## What is expected
Pull out every line of the items below that contains the word "placemat", and copy each of those lines. Case counts.

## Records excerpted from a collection
───

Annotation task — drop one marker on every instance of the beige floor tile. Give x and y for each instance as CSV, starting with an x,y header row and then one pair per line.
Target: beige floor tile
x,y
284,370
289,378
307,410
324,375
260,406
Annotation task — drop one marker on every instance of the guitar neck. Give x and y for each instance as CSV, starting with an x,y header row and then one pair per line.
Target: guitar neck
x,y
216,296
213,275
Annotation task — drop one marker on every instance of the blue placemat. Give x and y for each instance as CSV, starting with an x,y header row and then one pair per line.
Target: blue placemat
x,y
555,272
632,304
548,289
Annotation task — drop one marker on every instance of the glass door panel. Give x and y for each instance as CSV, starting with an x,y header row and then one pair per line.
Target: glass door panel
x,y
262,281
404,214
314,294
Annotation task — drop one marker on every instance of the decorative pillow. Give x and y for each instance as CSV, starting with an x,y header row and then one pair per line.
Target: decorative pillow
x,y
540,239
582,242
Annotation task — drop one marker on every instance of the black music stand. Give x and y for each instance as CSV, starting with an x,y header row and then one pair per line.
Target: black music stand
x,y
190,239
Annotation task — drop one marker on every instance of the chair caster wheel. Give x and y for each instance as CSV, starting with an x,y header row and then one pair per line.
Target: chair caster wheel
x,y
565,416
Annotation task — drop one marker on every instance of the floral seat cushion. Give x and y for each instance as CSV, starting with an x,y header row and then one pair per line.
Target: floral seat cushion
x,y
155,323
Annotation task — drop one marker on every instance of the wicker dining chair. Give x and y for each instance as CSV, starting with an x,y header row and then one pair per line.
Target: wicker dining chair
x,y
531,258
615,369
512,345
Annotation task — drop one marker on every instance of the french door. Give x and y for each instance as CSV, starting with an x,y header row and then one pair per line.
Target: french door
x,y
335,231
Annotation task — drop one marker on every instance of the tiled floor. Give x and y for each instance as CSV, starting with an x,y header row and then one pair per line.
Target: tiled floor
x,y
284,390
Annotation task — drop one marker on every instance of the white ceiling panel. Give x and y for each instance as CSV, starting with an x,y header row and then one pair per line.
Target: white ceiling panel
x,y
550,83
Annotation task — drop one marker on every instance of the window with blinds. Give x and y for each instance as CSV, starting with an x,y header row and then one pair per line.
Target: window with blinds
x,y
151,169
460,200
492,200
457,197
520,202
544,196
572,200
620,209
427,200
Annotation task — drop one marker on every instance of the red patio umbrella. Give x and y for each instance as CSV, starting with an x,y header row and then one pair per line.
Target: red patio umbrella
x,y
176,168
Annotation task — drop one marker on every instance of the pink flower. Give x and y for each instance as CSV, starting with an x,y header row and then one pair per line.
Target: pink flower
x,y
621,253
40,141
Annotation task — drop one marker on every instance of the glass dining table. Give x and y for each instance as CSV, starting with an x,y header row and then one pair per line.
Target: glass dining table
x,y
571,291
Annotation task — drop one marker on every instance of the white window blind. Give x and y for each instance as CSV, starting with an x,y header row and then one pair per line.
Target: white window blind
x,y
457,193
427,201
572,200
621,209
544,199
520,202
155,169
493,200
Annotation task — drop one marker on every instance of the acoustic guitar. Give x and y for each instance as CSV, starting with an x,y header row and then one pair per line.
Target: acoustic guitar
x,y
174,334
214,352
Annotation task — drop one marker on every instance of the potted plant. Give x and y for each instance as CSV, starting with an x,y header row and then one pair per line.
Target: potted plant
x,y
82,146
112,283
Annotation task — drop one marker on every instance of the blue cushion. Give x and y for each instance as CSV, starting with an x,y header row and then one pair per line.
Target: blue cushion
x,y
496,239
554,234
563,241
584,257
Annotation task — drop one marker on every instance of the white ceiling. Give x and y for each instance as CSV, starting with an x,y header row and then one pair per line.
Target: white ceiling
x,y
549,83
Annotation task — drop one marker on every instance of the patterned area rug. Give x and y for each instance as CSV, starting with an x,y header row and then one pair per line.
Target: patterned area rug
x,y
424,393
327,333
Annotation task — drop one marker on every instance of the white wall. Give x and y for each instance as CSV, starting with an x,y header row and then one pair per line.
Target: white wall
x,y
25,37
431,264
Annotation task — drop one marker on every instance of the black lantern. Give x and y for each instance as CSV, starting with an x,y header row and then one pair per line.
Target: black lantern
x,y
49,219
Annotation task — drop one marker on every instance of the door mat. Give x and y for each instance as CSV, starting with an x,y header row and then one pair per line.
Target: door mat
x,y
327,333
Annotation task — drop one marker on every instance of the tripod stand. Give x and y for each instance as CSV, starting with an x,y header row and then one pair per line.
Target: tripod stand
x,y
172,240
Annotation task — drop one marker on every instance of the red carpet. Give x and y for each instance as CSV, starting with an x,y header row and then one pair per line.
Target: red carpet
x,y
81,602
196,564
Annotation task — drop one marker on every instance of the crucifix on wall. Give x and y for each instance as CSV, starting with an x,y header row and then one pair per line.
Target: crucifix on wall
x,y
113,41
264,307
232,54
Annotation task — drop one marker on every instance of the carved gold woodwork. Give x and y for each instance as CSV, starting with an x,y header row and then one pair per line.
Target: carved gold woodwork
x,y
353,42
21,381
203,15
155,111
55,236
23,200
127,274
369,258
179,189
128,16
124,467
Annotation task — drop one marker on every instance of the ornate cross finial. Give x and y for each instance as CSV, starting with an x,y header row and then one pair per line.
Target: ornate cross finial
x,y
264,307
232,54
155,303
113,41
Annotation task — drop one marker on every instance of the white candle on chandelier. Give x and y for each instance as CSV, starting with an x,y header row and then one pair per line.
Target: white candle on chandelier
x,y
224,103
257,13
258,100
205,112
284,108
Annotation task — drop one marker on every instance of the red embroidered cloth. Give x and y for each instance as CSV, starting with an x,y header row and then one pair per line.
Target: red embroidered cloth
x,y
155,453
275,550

───

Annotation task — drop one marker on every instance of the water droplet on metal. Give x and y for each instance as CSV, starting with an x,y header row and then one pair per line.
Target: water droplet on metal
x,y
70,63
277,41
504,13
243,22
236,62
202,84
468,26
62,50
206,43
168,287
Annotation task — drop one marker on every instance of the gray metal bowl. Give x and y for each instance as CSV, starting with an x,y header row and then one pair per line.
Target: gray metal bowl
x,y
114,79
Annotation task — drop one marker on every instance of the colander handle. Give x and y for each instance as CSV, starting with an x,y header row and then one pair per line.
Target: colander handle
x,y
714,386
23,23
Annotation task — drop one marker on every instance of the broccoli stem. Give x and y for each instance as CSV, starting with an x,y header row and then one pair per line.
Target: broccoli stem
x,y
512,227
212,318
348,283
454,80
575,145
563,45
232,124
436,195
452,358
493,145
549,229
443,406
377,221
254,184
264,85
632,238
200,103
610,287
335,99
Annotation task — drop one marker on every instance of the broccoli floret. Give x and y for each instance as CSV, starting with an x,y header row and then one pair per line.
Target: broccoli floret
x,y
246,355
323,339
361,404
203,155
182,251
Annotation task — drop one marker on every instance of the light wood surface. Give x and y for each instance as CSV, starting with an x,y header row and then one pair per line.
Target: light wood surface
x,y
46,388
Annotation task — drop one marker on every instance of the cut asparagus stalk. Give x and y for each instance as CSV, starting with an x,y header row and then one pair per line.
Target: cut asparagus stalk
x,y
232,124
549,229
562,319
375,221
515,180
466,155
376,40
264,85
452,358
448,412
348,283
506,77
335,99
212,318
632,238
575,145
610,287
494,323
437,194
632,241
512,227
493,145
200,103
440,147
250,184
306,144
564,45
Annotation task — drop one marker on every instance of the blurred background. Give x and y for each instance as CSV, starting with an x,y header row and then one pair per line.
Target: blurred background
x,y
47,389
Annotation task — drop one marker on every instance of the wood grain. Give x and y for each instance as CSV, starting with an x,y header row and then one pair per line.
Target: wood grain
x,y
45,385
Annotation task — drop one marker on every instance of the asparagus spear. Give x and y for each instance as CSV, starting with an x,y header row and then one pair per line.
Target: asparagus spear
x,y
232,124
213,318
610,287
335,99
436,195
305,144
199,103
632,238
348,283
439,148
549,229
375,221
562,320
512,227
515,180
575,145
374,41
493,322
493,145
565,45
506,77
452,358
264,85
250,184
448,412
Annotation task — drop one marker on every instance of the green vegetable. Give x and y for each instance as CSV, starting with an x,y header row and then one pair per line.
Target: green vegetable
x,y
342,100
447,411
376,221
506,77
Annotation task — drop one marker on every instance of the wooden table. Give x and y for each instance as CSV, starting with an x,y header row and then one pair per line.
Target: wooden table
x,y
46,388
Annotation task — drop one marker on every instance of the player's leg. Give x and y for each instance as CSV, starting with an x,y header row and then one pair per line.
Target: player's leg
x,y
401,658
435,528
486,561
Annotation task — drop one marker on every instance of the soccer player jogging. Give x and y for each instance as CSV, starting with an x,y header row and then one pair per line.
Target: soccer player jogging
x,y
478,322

───

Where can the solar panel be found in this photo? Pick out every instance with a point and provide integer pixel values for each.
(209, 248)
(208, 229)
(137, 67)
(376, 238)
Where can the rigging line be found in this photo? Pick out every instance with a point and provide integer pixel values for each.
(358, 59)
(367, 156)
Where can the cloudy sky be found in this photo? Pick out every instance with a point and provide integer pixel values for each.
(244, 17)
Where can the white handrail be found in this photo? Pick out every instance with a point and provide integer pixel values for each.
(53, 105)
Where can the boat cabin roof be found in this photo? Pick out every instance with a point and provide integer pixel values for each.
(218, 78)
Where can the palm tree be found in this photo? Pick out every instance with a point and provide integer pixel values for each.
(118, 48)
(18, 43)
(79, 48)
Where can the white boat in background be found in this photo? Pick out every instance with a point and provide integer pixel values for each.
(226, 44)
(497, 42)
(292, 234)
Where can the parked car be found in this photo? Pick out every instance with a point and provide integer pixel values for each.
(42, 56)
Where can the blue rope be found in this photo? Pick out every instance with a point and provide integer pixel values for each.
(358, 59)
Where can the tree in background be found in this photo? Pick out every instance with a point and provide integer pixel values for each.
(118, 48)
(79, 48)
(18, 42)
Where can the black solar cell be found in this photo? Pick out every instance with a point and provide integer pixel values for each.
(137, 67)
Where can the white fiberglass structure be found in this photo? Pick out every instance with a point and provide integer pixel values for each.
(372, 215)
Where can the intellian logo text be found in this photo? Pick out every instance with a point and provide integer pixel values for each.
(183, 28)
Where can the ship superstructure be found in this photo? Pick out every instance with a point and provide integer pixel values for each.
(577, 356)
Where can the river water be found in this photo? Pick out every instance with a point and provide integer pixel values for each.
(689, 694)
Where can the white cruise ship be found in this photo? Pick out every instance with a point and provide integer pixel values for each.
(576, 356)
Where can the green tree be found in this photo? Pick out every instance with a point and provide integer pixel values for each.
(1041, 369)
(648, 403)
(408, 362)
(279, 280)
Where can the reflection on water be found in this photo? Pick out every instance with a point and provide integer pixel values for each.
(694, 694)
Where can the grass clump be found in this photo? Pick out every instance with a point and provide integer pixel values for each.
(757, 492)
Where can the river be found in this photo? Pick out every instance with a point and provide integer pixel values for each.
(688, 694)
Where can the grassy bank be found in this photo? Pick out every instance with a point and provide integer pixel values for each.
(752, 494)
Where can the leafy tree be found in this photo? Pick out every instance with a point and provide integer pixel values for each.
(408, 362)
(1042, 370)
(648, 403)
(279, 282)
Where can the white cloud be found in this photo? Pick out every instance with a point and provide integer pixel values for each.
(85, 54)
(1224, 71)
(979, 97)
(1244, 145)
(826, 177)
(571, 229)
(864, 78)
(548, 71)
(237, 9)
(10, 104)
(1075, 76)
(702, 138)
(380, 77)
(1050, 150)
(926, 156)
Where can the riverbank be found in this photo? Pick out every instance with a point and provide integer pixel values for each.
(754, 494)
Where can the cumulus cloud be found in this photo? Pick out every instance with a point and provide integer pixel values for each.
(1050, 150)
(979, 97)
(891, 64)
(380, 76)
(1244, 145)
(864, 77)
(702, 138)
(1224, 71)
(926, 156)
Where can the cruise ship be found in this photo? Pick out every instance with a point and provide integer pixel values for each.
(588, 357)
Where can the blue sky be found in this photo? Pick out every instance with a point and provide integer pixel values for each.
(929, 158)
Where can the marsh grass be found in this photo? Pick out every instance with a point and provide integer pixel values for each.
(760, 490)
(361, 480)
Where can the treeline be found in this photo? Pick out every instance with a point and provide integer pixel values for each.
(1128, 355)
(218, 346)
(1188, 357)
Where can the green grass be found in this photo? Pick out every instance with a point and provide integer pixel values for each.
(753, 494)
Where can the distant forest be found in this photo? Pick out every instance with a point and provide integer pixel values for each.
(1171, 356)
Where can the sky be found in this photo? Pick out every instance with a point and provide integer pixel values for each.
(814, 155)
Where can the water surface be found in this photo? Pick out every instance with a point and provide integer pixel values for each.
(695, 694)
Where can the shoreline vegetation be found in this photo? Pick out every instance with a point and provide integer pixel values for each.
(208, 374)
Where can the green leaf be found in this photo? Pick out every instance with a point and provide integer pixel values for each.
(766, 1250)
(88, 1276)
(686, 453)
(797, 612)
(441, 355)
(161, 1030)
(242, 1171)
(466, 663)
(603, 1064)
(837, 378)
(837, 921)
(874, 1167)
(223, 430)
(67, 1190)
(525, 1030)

───

## Output for this exercise
Annotation task — drop one marker on every instance of the blue placemat. Give x and y for each instance as CSV, starting with an x,y header row and then one pair per line.
Target: blue placemat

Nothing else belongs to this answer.